◆ Supplied text
>> begin
Two Grade 6 students now want to start a GSA

One of the protest signs made by St George Elementary School students Quinn and Polly after they found out their principal had barred their proposed social-justice project on gay rights.

Ottawa Grade 6 students Quinn and Polly will get to do their project on gay rights — and they have even bigger plans moving forward.

According to Ann Maloney, Quinn’s mother, she and Polly’s parents met with St George’s Elementary School’s administration on Dec 8 for more than an hour and were able to resolve the issue.

In a statement sent to Xtra, the Ottawa Catholic School Board’s Mardi de Kemp said the girls would be welcome to do a project on how gay rights are addressed by a Catholic high school’s equity club and present it at their school’s social-justice fair in 2015. She added that there would be no one available for Xtra to interview from the OCSB.

The pair of Grade 6 students at St George Elementary School had originally chosen the topic of gay rights for a social-justice project, but it was barred by their principal, Ann Beauchamp, allegedly over concerns about the age-appropriateness of the project. Quinn and Polly protested the decision at school and later to the media.

After the news broke, the OCSB announced they would meet with Quinn and Polly’s parents.
>> end
◆ Entries provided
>> begin
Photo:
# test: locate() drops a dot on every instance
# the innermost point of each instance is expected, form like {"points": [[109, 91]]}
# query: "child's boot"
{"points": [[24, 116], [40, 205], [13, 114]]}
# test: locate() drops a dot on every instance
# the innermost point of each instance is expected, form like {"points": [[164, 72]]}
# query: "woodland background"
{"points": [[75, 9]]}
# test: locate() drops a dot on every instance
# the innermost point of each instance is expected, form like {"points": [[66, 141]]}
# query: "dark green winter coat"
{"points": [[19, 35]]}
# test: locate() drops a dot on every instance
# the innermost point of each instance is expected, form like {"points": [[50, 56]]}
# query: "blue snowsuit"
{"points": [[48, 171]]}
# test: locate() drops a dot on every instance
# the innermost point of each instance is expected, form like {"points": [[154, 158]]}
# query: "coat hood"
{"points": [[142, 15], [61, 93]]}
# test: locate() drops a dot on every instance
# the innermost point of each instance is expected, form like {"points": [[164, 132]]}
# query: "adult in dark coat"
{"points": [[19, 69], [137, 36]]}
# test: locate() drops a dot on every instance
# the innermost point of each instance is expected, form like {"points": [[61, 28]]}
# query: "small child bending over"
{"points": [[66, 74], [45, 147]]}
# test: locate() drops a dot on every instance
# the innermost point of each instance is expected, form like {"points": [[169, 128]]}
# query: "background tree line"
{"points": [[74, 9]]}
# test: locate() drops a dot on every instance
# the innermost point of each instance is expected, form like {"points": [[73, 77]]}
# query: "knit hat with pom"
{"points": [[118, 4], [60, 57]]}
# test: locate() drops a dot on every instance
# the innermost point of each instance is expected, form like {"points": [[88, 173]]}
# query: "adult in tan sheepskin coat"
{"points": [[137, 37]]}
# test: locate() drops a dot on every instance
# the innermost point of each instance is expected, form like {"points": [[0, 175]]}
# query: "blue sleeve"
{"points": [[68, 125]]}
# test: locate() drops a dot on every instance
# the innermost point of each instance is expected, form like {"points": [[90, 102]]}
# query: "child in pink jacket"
>> end
◆ Challenge 1
Print the passage of the article about the Grade 6 students' gay-rights project from "One of the protest" up to and including "resolve the issue.", without any changes.
◆ Challenge 2
Report each line of the records that contains the string "child". Case counts.

◆ Exercise output 1
One of the protest signs made by St George Elementary School students Quinn and Polly after they found out their principal had barred their proposed social-justice project on gay rights.

Ottawa Grade 6 students Quinn and Polly will get to do their project on gay rights — and they have even bigger plans moving forward.

According to Ann Maloney, Quinn’s mother, she and Polly’s parents met with St George’s Elementary School’s administration on Dec 8 for more than an hour and were able to resolve the issue.

◆ Exercise output 2
# query: "child's boot"
# query: "small child bending over"
# query: "child in pink jacket"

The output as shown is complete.